> **Source text**
◆ ◆ ◆ ◆ ◆

Wow - that grinder really does take some fine tuning.

Thanks for the tips.

I'm getting closer, but having initially backed off to a pretty coarse grind (which involved nearly getting blisters on my hand from turning the adjusting knob so many times) I've used up nearly all my beans zeroing in on the 'sweet spot'. I still think I could maybe go a bit finer. The problem is, the finer I go, the more water gets chucked out of the steam wand, and I end up with a dribble that takes ages to extract.

Here's a





of the closest I've got so far to extracting a 2oz double in 20+ seconds.

What do you think I could do to improve further? I know my tamper is a little on the small size (and it's a Jack Daniels glass not a proper shot glass!)

It's tasting OK, but a little on the bitter side for my taste. I'm not experienced enough to know whether that's my technique, a deficiency of the machine, or the beans, though.


----------



## BanishInstant (Oct 12, 2009)

You probably need to invest in a new tamper to suit your portafilter and maybe review the different techniques.

Here is a video from YouTube with one approach:






Personally I don't tap the edge to loosen the build up on the sides, since the risk of breaking the seal around the edge seems like a higher priority than a couple of extra grinds.

◆ ◆ ◆ ◆ ◆

> **Dataset extract**
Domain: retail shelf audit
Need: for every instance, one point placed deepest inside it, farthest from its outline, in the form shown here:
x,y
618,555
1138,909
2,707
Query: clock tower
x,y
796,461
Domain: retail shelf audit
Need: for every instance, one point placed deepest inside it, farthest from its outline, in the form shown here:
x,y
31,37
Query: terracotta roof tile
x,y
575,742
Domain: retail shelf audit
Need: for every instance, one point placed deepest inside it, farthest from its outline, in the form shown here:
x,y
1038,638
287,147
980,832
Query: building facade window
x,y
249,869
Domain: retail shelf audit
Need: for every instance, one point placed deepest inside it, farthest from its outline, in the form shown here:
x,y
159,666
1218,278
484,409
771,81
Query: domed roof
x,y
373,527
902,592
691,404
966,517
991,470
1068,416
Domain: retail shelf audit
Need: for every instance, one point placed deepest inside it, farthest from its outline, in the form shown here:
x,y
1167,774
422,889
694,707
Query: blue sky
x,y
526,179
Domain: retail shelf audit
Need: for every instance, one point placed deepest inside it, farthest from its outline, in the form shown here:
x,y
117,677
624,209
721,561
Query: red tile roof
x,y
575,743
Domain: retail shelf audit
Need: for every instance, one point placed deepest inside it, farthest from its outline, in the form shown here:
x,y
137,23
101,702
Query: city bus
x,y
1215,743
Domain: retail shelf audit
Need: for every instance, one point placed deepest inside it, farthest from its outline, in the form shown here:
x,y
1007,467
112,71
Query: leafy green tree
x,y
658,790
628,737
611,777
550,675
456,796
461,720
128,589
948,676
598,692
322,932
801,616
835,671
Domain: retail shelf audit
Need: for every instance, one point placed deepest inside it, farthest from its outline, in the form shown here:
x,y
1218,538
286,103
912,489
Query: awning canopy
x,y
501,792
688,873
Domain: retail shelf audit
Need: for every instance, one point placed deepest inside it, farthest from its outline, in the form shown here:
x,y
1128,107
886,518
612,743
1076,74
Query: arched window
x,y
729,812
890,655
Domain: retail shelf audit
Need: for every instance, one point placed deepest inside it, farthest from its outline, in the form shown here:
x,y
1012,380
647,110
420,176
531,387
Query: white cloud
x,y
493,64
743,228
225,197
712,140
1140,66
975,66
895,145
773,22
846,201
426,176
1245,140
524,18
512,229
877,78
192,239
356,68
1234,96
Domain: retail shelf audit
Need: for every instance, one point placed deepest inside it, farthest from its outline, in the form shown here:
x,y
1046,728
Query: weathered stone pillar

◆ ◆ ◆ ◆ ◆

> **Task to carry out**
In the espresso grinder thread, what happens as the grind is set finer? The entries play no part here.

> **Exercise answer**
More water gets pushed out of the steam wand, and the shot ends up as a dribble that takes ages to extract.